Echo the lines of the listing below, from the line containing "Pick-planner input: for every instance of the sunbathing" through the line containing "point(257, 140)", inclusive, and nothing else.

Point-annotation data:
========
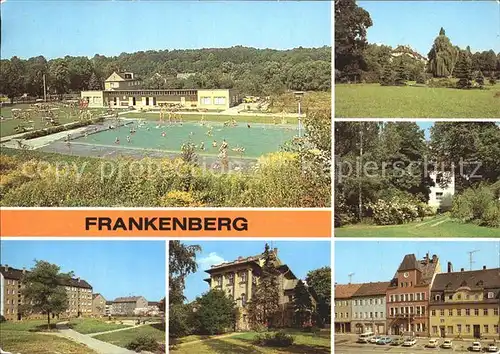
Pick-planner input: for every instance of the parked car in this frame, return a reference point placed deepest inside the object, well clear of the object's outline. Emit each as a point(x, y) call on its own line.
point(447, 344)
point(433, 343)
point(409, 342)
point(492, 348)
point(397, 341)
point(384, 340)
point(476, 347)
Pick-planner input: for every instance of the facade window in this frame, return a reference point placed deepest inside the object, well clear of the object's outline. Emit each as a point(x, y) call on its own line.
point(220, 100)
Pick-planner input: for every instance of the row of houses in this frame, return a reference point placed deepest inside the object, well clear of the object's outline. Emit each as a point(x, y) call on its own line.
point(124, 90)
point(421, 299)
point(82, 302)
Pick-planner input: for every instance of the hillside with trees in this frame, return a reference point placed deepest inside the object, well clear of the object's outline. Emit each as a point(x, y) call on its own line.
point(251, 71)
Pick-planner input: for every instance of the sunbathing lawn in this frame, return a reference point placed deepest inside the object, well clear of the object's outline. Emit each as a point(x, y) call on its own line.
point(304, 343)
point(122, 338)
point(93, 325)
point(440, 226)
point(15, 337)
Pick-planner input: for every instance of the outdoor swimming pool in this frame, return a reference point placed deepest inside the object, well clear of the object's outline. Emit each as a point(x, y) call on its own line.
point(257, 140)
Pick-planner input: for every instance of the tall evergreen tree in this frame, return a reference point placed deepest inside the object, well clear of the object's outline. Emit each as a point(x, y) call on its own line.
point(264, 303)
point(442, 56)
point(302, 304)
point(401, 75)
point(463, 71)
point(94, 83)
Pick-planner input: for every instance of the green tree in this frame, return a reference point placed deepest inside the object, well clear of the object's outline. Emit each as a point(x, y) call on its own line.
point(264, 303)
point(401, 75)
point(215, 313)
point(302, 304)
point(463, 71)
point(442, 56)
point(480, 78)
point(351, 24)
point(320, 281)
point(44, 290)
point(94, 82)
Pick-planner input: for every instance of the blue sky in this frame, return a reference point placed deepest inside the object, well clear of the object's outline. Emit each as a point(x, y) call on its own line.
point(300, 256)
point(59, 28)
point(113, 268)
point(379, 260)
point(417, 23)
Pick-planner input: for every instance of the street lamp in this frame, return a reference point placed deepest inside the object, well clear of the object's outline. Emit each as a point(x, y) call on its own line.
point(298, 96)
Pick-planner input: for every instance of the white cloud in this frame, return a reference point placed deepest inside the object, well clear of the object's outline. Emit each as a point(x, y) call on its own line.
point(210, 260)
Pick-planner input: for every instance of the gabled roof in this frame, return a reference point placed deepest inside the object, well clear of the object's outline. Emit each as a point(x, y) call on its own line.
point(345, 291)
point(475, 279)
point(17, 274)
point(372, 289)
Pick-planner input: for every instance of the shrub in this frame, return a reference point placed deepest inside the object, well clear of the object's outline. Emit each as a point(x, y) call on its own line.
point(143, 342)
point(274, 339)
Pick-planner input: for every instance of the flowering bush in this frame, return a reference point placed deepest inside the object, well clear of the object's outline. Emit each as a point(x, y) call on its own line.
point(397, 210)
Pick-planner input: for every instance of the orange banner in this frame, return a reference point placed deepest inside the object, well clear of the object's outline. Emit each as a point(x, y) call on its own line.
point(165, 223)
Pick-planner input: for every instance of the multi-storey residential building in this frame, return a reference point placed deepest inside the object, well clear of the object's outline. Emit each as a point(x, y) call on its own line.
========
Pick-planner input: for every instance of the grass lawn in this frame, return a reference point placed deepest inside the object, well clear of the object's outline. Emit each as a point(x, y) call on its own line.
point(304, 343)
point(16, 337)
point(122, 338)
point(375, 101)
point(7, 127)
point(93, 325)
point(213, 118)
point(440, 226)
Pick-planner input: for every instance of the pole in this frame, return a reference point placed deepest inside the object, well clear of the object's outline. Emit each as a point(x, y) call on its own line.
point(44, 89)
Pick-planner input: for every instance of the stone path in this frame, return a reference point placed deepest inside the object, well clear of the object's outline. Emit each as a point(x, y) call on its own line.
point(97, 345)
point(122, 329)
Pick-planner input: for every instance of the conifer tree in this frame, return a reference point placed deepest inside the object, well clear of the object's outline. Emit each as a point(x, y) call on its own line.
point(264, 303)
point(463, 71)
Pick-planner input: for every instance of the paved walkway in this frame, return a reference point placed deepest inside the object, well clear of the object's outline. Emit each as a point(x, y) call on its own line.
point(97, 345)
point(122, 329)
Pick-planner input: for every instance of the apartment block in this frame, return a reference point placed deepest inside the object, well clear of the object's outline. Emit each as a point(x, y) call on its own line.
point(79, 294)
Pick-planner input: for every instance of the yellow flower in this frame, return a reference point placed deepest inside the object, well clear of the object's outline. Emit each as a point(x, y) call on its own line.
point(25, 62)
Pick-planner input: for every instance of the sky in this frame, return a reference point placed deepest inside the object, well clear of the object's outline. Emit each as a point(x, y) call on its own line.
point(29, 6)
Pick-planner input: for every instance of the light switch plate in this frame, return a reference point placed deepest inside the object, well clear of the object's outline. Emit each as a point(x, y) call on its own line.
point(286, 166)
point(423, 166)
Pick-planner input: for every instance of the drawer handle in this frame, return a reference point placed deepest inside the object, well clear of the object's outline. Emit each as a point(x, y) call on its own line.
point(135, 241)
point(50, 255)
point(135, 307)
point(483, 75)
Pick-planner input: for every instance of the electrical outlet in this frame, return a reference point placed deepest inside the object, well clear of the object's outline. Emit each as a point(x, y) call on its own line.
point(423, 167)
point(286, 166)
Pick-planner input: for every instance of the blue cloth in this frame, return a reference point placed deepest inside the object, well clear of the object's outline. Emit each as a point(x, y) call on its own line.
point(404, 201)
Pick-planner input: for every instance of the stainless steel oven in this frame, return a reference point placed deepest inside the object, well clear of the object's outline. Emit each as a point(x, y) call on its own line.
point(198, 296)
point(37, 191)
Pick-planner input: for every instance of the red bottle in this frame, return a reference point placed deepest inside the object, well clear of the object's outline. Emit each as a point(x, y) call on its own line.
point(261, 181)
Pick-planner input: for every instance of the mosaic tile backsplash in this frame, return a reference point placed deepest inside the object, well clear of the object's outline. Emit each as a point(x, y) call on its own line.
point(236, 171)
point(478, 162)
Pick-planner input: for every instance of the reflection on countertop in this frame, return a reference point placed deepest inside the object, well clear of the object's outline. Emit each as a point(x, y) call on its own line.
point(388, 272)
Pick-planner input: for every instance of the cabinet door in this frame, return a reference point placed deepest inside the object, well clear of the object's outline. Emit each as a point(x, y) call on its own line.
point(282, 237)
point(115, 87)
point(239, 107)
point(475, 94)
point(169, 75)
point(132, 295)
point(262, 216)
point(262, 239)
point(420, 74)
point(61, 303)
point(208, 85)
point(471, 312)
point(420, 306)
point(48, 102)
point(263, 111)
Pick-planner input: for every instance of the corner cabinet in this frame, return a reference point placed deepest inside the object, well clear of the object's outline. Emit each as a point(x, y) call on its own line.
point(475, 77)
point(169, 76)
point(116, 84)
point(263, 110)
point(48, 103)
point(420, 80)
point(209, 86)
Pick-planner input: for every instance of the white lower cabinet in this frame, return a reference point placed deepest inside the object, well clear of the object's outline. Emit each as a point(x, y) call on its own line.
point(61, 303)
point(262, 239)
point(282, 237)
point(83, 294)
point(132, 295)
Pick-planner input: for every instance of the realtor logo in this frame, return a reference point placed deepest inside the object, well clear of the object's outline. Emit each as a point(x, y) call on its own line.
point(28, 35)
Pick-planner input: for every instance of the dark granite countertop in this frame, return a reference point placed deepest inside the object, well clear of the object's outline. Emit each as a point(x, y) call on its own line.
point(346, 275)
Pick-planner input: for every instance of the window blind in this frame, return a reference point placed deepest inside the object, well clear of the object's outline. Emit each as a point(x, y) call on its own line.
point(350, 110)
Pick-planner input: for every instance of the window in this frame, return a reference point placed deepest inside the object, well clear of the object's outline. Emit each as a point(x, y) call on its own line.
========
### WRITTEN SOLUTION
Pick-planner input: for every instance of the sunbathing lawn in this frame, return a reference point placed deepest inside the object, well clear of the object's outline. Emit each as a point(x, y) call on its own line.
point(304, 343)
point(122, 338)
point(93, 325)
point(440, 226)
point(15, 337)
Pick-planner input: for every instance of the outdoor swimming pool in this frame, return a reference point placed deepest inside the object, well clear of the object's outline. Emit each as a point(x, y) call on its own line.
point(257, 140)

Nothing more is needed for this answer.